WORK REQUIRED
Send back all of the records, each one exactly as written.

===============

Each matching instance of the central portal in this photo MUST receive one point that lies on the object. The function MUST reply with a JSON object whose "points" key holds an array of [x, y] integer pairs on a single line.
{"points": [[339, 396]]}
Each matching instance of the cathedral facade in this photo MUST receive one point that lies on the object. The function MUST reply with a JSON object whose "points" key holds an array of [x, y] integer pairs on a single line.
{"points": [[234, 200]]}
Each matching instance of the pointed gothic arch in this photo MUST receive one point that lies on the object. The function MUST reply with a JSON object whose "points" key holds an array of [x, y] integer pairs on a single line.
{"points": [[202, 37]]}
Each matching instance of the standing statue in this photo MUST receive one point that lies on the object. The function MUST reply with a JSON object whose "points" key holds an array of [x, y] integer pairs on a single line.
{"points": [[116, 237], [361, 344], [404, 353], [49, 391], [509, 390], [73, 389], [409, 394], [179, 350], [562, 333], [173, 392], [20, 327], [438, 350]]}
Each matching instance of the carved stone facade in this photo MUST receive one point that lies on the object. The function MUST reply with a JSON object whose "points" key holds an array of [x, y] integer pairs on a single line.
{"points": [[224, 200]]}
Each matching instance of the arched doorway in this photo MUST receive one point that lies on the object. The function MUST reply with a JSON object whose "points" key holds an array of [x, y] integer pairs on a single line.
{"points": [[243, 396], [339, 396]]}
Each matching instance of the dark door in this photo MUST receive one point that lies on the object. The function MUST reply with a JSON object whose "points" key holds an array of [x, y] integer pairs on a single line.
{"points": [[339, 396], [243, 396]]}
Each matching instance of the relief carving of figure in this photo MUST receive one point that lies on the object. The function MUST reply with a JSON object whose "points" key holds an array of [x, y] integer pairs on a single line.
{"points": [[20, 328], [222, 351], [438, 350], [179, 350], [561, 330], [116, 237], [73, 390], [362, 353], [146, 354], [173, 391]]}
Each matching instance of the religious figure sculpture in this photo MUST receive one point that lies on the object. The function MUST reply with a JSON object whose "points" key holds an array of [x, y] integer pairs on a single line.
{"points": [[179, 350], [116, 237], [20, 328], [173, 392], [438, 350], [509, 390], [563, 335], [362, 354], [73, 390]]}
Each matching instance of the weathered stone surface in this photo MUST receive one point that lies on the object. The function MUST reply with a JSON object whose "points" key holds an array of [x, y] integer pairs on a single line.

===============

RESPONSE
Each matching instance of the central portal in this photo MUST receive one point that lies on the object. The function MUST reply with a JSON object whose "points" key holds an array of [x, y] integer pairs on a single line.
{"points": [[339, 396]]}
Each matching instance of the cathedral facade in this photo MUST receive one point that lies on the object. The function MUST reply with a JSON object whose "points" key holds an array of [x, y] integer pairs on a single line.
{"points": [[234, 200]]}
Each matching instance of the pointed gothic arch in this photo MUST receive one point that lies on the object. The function MUST reply with a JSON object whose "points" key holds an array of [x, y] integer pairs on a single line.
{"points": [[202, 37]]}
Each matching instance of the standing statue in this photo MUST receive one point that lies on the object. The function MUST reply with a JSON object whose "points" key holds an array of [x, y] integer pairs on a single line.
{"points": [[116, 237], [361, 344], [404, 353], [49, 391], [509, 390], [73, 389], [409, 394], [179, 350], [562, 333], [173, 392], [20, 327], [438, 350]]}
Each matching instance of the carved stone facade in this photo MUST receive one point that lies on the object. The function MUST reply with a JSON object whose "points" key holds an array of [x, y] integer pairs on a single line.
{"points": [[224, 200]]}
Each matching instance of the arched doorway in this photo MUST receive one point that lies on the object. The function MUST reply with a JSON object whose "points" key holds an array of [x, y] integer pairs on a single line.
{"points": [[243, 396], [339, 396]]}
Each matching instance of the dark door in this photo MUST receive one point that lies on the object. The function MUST reply with a JSON object whose "points" key holds an array of [x, y] integer pairs on a single line.
{"points": [[339, 396], [243, 396]]}
Each matching instance of the relief carving of figure in this photo MUST receive one point that lies on the object. The function MUST reply with a JSON object whose "points" key holds an array of [x, y] integer pairs on a single line.
{"points": [[20, 328], [222, 351], [438, 350], [179, 350], [561, 330], [116, 237], [73, 390], [362, 353], [146, 354], [173, 391]]}
Each matching instance of the religious figure sculpture in this photo MUST receive one point that lies on the object. The function MUST reply with a JSON object whose "points" key holds an array of [x, y] integer pairs on a single line.
{"points": [[179, 350], [116, 237], [20, 328], [173, 392], [438, 350], [509, 390], [563, 335], [362, 354], [73, 390]]}
Each matching instance of the weathered stone surface in this photo MUST receive one point that lies on the object. The function MUST reply with a JSON object whose "points" key holds an array of [x, y] integer pairs on a single line.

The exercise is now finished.